=== Estratto del documento ===

In questa situazione di grave incertezza, il rapporto Draghi sulla competitività – pubblicato lo scorso 9 settembre – è arrivato come una doccia fredda per i governi e le istituzioni europee. Il messaggio è chiaro: l’Europa non è in crisi, ma in declino. Le debolezze sono molteplici: incapacità di innovare nei settori tecnologici d’avanguardia, scarsa efficienza nell’approvvigionamento delle risorse necessarie per la crescita, frammentazione del mercato dei capitali e del sistema bancario. Le cause di questi problemi vanno ricercate in due deficit strutturali dell’attuale Unione: l’assenza di un’autorità politica in grado di portare avanti l’interesse comune europeo al di là dei singoli veti nazionali e l’incapacità di mobilitare risorse sufficienti per l’innovazione e lo sviluppo economico. Così, divisa al suo interno e incapace di decidere in modo efficiente, l’Unione sta perdendo la sua competitività in confronto con le altre grandi potenze globali, Stati Uniti e Cina in primis. Tutto ciò si traduce in una lenta, ma costante perdita di benessere, sicurezza e coesione sociale, con gravi ripercussioni sulla tenuta del tessuto democratico negli Stati membri.

=== Sezione dati ===

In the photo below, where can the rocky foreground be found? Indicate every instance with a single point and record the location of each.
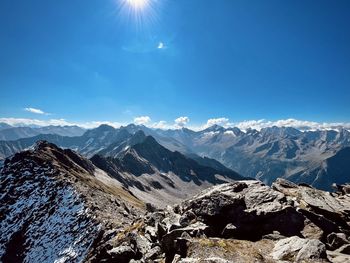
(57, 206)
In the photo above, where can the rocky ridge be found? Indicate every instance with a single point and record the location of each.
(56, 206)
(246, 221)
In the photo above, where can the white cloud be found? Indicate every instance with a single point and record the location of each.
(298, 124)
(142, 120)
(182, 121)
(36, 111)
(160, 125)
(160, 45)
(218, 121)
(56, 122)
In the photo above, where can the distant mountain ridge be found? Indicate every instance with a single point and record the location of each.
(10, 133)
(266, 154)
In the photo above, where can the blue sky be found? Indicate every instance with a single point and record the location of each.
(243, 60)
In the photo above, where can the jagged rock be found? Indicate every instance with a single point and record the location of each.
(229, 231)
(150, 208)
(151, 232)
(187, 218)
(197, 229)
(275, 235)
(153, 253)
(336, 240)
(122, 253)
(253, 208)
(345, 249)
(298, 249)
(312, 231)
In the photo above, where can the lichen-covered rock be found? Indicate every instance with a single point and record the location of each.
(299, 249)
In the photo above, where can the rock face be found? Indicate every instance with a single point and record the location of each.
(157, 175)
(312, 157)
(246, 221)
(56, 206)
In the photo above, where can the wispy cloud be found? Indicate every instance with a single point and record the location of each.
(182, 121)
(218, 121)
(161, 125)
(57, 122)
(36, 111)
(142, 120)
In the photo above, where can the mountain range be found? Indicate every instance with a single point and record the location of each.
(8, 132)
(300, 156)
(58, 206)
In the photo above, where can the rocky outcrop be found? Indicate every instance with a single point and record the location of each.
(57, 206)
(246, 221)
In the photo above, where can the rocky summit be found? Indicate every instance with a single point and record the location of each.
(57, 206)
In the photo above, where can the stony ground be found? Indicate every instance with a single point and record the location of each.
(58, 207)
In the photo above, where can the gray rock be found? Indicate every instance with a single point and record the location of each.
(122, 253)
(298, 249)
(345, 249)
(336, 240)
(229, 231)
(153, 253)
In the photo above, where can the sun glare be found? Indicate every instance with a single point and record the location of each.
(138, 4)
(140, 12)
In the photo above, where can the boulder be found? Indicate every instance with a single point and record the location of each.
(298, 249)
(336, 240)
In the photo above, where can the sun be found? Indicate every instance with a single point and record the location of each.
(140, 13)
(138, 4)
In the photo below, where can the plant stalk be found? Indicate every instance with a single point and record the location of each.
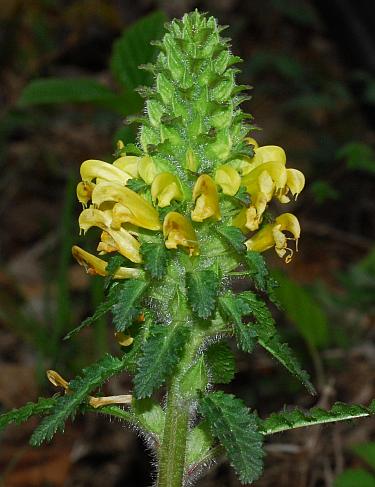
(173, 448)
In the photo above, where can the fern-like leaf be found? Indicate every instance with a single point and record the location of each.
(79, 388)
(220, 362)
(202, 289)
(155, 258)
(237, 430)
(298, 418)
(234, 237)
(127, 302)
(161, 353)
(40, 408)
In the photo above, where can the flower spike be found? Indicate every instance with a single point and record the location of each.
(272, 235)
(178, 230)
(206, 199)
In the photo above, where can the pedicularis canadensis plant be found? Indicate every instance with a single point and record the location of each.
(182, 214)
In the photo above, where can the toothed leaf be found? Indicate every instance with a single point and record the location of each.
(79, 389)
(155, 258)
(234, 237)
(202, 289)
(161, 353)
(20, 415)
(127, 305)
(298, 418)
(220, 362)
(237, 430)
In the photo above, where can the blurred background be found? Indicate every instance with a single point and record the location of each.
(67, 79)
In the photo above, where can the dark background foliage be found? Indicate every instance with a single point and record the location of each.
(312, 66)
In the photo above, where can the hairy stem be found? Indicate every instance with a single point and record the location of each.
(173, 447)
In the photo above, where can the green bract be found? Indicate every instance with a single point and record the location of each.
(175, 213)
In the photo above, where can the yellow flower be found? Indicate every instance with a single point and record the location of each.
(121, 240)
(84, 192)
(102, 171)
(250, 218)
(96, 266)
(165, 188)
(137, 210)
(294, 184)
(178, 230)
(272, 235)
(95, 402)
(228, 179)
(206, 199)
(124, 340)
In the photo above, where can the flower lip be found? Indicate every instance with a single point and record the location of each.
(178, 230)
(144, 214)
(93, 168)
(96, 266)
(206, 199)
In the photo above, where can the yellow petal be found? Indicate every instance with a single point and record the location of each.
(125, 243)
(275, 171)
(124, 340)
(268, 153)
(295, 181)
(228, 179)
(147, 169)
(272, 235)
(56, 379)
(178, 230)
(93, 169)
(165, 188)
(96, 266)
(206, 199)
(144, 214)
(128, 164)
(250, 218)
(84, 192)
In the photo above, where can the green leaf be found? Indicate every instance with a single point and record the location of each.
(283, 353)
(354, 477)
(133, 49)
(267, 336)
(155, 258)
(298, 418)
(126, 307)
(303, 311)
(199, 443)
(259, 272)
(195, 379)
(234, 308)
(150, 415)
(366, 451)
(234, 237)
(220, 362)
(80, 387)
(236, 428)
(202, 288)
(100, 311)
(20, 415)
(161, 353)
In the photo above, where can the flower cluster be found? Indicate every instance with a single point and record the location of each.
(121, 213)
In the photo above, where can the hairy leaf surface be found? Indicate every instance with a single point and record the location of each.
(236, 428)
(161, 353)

===

Cosa fare: Puoi trascrivere per intero il brano sul rapporto Draghi, parola per parola? Fai riferimento soltanto al brano.

Risposta:
In questa situazione di grave incertezza, il rapporto Draghi sulla competitività – pubblicato lo scorso 9 settembre – è arrivato come una doccia fredda per i governi e le istituzioni europee. Il messaggio è chiaro: l’Europa non è in crisi, ma in declino. Le debolezze sono molteplici: incapacità di innovare nei settori tecnologici d’avanguardia, scarsa efficienza nell’approvvigionamento delle risorse necessarie per la crescita, frammentazione del mercato dei capitali e del sistema bancario. Le cause di questi problemi vanno ricercate in due deficit strutturali dell’attuale Unione: l’assenza di un’autorità politica in grado di portare avanti l’interesse comune europeo al di là dei singoli veti nazionali e l’incapacità di mobilitare risorse sufficienti per l’innovazione e lo sviluppo economico. Così, divisa al suo interno e incapace di decidere in modo efficiente, l’Unione sta perdendo la sua competitività in confronto con le altre grandi potenze globali, Stati Uniti e Cina in primis. Tutto ciò si traduce in una lenta, ma costante perdita di benessere, sicurezza e coesione sociale, con gravi ripercussioni sulla tenuta del tessuto democratico negli Stati membri.